### Problem:
Put every line of the records below into a Markdown table with the columns Row and Text, numbering the rows and skipping blank lines. Leave the pictures out of the answer.

### Material to process:
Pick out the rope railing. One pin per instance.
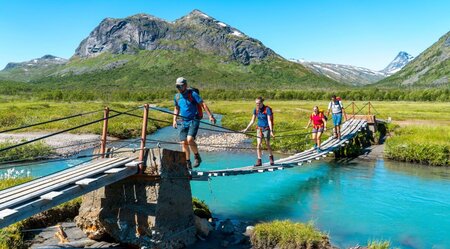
(50, 121)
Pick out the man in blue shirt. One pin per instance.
(189, 105)
(264, 129)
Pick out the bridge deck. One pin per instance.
(349, 130)
(25, 200)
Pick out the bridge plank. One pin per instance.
(42, 180)
(349, 130)
(59, 183)
(50, 195)
(7, 212)
(86, 181)
(38, 205)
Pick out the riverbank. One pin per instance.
(64, 144)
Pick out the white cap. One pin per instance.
(181, 81)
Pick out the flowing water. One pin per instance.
(353, 202)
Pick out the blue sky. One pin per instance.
(356, 32)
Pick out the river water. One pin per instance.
(353, 202)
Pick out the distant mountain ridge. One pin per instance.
(354, 75)
(143, 51)
(32, 69)
(44, 61)
(195, 30)
(401, 60)
(429, 69)
(347, 74)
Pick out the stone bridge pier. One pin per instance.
(152, 210)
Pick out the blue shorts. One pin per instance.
(320, 129)
(189, 128)
(337, 119)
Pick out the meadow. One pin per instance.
(290, 118)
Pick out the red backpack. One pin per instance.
(192, 100)
(265, 112)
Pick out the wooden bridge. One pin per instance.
(25, 200)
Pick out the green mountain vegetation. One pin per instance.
(430, 69)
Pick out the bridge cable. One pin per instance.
(49, 121)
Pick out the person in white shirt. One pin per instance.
(337, 109)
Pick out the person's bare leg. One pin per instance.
(269, 148)
(319, 134)
(185, 147)
(258, 148)
(192, 144)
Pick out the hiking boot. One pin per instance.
(197, 161)
(271, 160)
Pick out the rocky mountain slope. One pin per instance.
(146, 51)
(346, 74)
(430, 69)
(32, 69)
(195, 30)
(401, 60)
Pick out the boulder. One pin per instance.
(203, 226)
(226, 227)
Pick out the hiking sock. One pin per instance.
(197, 160)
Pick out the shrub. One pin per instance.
(201, 209)
(287, 234)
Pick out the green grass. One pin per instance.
(20, 113)
(287, 234)
(201, 209)
(375, 244)
(28, 151)
(420, 144)
(11, 237)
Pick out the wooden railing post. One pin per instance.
(353, 108)
(143, 139)
(104, 132)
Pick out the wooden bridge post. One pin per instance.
(143, 140)
(353, 108)
(104, 132)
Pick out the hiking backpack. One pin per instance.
(265, 112)
(192, 100)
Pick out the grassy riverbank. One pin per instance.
(420, 144)
(290, 119)
(15, 113)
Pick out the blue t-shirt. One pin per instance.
(188, 109)
(262, 117)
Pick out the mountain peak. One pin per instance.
(198, 13)
(398, 63)
(196, 30)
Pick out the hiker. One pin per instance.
(317, 118)
(337, 109)
(263, 130)
(189, 105)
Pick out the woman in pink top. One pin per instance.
(319, 126)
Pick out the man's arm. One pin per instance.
(343, 111)
(211, 116)
(250, 124)
(176, 111)
(270, 125)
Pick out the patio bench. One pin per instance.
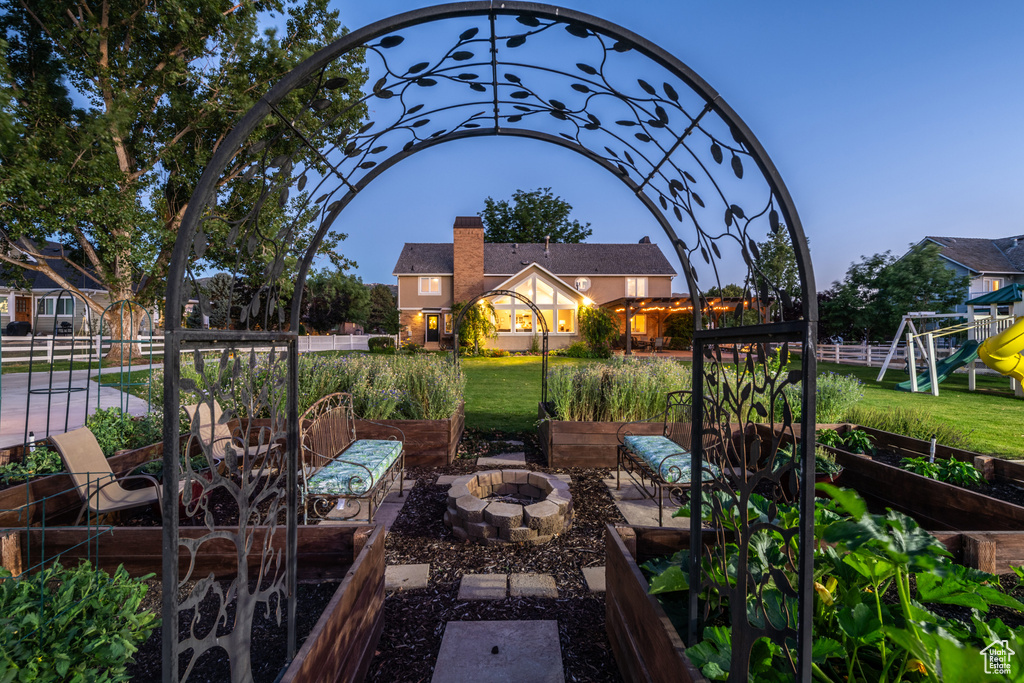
(336, 465)
(659, 464)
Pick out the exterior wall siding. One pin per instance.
(410, 297)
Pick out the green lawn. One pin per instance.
(992, 415)
(502, 394)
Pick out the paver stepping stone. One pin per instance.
(595, 579)
(500, 652)
(503, 460)
(406, 577)
(483, 587)
(532, 586)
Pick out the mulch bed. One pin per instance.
(414, 621)
(213, 667)
(1000, 489)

### The completed task:
| Row | Text |
|---|---|
| 1 | Pick out the rope railing. One pin per instance. |
| 2 | (50, 121) |
| 3 | Pick out the man in blue shirt. One pin per instance. |
| 4 | (189, 105) |
| 5 | (264, 129) |
| 6 | Pick out the bridge deck. One pin per instance. |
| 7 | (349, 130) |
| 8 | (25, 200) |
| 9 | Pick out the bridge plank. One pin per instance. |
| 10 | (42, 180) |
| 11 | (349, 130) |
| 12 | (59, 183) |
| 13 | (50, 195) |
| 14 | (7, 212) |
| 15 | (86, 181) |
| 16 | (38, 205) |
| 17 | Pick out the riverbank. One pin per instance. |
| 18 | (64, 144) |
| 19 | Pick out the white cap. One pin per instance. |
| 20 | (181, 81) |
| 21 | Pick out the flowing water. One pin per instance. |
| 22 | (353, 202) |
| 23 | Pick out the blue sky. One pin per instance. |
| 24 | (356, 32) |
| 25 | Pick out the river water. One pin per instance. |
| 26 | (353, 202) |
| 27 | Pick out the distant mountain ridge. One pin per instance. |
| 28 | (354, 75) |
| 29 | (143, 51) |
| 30 | (32, 69) |
| 31 | (44, 61) |
| 32 | (195, 30) |
| 33 | (401, 60) |
| 34 | (429, 69) |
| 35 | (347, 74) |
| 36 | Pick out the stone bridge pier. One pin per instance. |
| 37 | (152, 210) |
| 38 | Pick out the blue shorts. One pin per instance. |
| 39 | (320, 129) |
| 40 | (189, 128) |
| 41 | (337, 119) |
| 42 | Pick out the meadow. One pin per instance. |
| 43 | (290, 118) |
| 44 | Pick out the red backpack. One pin per instance. |
| 45 | (192, 100) |
| 46 | (265, 112) |
| 47 | Pick out the wooden bridge. One pin per instance. |
| 48 | (25, 200) |
| 49 | Pick out the green mountain vegetation. One pin per instance. |
| 50 | (430, 69) |
| 51 | Pick out the bridge cable. One pin per instance. |
| 52 | (49, 121) |
| 53 | Pick out the person in white shirt. One pin per instance. |
| 54 | (337, 109) |
| 55 | Pick out the person's bare leg. One pin per instance. |
| 56 | (269, 148) |
| 57 | (319, 134) |
| 58 | (185, 147) |
| 59 | (258, 148) |
| 60 | (192, 144) |
| 61 | Pick out the hiking boot. One pin per instance. |
| 62 | (197, 161) |
| 63 | (271, 160) |
| 64 | Pick out the rocky mountain slope. One pin per instance. |
| 65 | (146, 51) |
| 66 | (346, 74) |
| 67 | (430, 69) |
| 68 | (32, 69) |
| 69 | (195, 30) |
| 70 | (401, 60) |
| 71 | Pick out the boulder. One pin per instance. |
| 72 | (203, 226) |
| 73 | (226, 227) |
| 74 | Pick out the hiking sock. One pin per instance. |
| 75 | (197, 160) |
| 76 | Pick out the shrub. One pin per instance. |
| 77 | (201, 209) |
| 78 | (287, 234) |
| 79 | Pick out the green grass. One pin per instance. |
| 80 | (20, 113) |
| 81 | (287, 234) |
| 82 | (201, 209) |
| 83 | (375, 244) |
| 84 | (28, 151) |
| 85 | (420, 144) |
| 86 | (11, 237) |
| 87 | Pick out the wooden railing post. One pin per instance. |
| 88 | (353, 108) |
| 89 | (143, 139) |
| 90 | (104, 132) |
| 91 | Pick out the wooden bridge post. One pin per instance. |
| 92 | (143, 140) |
| 93 | (353, 108) |
| 94 | (104, 132) |
| 95 | Pick out the hiking backpack. One pin per instance. |
| 96 | (265, 112) |
| 97 | (192, 100) |
| 98 | Pick out the grassy riverbank. One pin per instance. |
| 99 | (420, 144) |
| 100 | (290, 119) |
| 101 | (15, 113) |
| 102 | Pick out the blue t-shirt. One pin per instance. |
| 103 | (188, 109) |
| 104 | (262, 117) |
| 105 | Pick out the mountain peak. One pin per instance. |
| 106 | (198, 13) |
| 107 | (398, 63) |
| 108 | (196, 30) |
| 109 | Pick out the hiker. One pin per instance. |
| 110 | (317, 118) |
| 111 | (337, 109) |
| 112 | (263, 130) |
| 113 | (189, 105) |
| 114 | Pick out the woman in pink top. One pin per instance. |
| 115 | (319, 126) |
| 116 | Pick out the man's arm. One pin per instance. |
| 117 | (343, 111) |
| 118 | (211, 116) |
| 119 | (250, 124) |
| 120 | (176, 111) |
| 121 | (270, 125) |
| 122 | Pick out the patio bench. One pin per instance. |
| 123 | (336, 465) |
| 124 | (659, 464) |
| 125 | Pick out the exterior wall siding. One pin per instance. |
| 126 | (410, 297) |
| 127 | Pick out the green lawn. One pin per instance. |
| 128 | (992, 415) |
| 129 | (502, 394) |
| 130 | Pick out the paver stepping stone. One pin per instance. |
| 131 | (595, 579) |
| 132 | (500, 652) |
| 133 | (503, 460) |
| 134 | (406, 577) |
| 135 | (483, 587) |
| 136 | (532, 586) |
| 137 | Pick out the mulch bed. One pin per instance. |
| 138 | (414, 621) |
| 139 | (213, 667) |
| 140 | (1000, 489) |